Begin The records
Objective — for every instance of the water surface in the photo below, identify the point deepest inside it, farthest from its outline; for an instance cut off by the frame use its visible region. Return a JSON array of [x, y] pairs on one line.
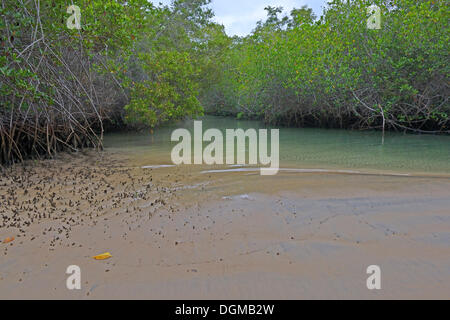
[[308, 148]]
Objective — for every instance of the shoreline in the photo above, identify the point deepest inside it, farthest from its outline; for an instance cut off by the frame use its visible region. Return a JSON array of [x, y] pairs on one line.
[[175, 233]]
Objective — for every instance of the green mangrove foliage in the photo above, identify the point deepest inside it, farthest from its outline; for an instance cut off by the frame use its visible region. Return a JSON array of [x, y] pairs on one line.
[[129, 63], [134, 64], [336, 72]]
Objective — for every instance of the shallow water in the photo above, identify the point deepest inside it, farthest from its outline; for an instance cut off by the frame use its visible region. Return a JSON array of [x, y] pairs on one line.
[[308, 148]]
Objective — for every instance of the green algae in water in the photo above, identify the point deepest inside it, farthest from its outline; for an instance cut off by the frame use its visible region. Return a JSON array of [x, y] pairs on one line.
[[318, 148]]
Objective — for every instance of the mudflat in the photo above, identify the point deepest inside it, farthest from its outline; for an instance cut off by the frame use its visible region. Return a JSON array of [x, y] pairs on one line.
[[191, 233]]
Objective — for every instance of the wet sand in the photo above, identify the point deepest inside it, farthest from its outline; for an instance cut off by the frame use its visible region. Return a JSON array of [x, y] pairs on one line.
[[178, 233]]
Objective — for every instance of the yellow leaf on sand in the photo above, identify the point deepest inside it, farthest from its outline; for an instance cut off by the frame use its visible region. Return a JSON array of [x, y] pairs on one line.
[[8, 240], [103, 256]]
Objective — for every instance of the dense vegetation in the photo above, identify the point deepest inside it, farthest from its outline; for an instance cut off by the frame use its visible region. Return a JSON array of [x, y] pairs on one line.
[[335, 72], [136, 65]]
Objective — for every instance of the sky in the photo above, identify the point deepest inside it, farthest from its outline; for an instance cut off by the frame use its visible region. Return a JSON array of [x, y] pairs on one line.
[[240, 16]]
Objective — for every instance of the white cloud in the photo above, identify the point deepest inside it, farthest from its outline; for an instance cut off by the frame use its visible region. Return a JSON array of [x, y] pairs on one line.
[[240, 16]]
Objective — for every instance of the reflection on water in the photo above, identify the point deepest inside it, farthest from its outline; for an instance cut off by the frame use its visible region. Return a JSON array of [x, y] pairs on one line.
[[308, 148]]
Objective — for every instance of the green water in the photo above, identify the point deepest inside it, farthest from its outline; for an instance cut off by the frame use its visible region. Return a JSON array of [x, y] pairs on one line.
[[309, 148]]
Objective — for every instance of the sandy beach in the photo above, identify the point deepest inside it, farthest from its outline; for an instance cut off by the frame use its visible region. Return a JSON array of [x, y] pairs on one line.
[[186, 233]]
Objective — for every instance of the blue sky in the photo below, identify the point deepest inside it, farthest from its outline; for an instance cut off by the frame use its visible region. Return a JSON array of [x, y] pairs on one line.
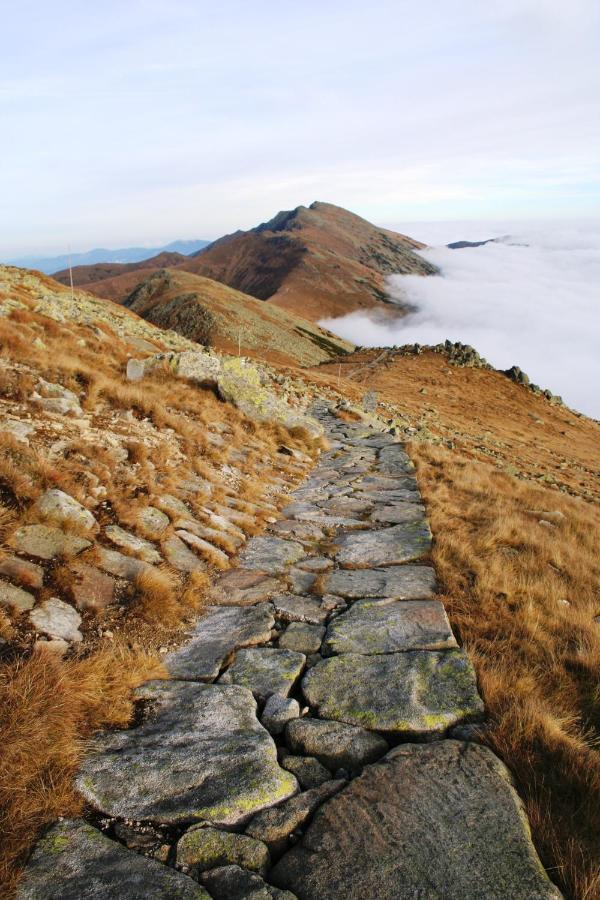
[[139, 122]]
End The records
Begin The records
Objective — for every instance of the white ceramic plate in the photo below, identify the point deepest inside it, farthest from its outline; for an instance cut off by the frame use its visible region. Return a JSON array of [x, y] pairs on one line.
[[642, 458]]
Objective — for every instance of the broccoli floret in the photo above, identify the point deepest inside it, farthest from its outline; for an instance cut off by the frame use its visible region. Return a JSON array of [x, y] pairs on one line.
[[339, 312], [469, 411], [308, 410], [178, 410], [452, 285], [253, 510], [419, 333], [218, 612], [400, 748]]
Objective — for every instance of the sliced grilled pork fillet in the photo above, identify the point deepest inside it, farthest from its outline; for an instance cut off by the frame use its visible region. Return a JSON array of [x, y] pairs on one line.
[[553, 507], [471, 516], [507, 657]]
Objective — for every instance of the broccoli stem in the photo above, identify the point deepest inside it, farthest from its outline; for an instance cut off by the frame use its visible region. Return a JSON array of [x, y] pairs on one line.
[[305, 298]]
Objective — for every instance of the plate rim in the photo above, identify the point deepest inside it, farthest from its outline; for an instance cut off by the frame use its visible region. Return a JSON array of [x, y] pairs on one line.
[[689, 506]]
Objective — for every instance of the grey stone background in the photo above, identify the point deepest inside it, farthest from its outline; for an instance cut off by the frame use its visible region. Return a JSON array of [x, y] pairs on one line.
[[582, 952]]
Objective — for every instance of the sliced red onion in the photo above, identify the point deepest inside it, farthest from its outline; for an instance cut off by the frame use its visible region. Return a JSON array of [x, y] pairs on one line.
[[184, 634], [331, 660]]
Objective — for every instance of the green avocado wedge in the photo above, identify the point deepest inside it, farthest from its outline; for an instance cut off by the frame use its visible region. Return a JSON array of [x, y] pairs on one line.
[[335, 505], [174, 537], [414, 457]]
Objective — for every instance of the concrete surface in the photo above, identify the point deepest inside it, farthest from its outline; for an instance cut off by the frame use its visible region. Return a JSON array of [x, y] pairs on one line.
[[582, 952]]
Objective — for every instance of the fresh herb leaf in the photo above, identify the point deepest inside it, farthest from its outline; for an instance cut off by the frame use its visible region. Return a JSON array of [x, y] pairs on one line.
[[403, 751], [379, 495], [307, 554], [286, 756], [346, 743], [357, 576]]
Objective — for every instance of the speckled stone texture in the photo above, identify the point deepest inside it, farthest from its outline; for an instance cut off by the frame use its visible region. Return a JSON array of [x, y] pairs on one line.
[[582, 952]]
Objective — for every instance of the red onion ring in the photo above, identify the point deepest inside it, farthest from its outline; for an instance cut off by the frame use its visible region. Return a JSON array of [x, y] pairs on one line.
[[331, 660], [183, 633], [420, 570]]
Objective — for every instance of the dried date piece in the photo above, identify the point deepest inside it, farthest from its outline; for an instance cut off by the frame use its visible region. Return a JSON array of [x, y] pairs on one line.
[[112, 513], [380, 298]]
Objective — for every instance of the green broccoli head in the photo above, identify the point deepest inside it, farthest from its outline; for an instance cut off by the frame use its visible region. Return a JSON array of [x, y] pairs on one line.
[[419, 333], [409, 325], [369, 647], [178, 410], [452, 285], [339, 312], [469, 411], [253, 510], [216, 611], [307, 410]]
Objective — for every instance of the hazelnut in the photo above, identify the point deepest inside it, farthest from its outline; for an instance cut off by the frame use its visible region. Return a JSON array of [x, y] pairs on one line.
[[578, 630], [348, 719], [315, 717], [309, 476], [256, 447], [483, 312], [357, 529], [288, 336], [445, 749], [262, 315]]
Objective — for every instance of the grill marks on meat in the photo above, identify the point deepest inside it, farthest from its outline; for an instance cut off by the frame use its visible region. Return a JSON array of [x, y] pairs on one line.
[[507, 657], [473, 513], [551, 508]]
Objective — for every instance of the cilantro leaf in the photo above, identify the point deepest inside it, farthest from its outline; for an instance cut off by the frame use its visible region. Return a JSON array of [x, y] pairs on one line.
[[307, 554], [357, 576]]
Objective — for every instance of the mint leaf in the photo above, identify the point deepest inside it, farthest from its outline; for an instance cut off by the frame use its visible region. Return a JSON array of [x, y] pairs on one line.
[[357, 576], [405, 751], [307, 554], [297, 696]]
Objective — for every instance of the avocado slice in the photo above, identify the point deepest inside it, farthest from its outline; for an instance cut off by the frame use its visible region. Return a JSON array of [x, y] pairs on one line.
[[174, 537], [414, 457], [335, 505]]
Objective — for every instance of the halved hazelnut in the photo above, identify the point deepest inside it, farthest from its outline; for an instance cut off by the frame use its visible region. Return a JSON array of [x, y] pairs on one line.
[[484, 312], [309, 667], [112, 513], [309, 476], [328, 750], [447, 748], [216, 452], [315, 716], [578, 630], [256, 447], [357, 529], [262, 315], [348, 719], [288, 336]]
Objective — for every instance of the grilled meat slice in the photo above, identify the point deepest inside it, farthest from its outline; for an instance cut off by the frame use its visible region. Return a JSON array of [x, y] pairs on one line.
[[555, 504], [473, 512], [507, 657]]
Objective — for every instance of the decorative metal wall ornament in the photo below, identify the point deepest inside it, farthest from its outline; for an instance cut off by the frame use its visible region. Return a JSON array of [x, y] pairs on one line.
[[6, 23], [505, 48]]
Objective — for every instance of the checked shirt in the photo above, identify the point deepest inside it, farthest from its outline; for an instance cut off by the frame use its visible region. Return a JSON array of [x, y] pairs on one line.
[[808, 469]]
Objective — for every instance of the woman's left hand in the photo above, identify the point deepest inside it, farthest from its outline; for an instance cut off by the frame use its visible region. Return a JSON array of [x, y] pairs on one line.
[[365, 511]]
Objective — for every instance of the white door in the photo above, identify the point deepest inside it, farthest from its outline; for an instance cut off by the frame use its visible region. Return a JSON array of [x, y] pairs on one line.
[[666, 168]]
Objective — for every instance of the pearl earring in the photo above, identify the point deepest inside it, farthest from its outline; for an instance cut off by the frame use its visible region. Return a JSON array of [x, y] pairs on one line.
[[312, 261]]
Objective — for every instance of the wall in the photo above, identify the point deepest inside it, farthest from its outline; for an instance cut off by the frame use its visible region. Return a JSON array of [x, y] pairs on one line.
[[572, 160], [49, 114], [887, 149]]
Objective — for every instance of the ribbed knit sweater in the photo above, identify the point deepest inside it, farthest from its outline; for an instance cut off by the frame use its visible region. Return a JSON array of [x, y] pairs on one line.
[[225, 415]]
End The records
Objective: Reproduce, as a numbered list with blank lines omitted, the lines beginning at the one that contains "Objective — for every instance of the dried" and ending with the one that contains "[[112, 513], [380, 298]]".

Answer below:
1. Objective — for every instance of the dried date piece in the photo above, identify the point deepest inside it, farthest from its outline; for an instance cut off by the frame use its visible region. Return a JSON array of [x, y] pairs on one line.
2. [[112, 513], [380, 298]]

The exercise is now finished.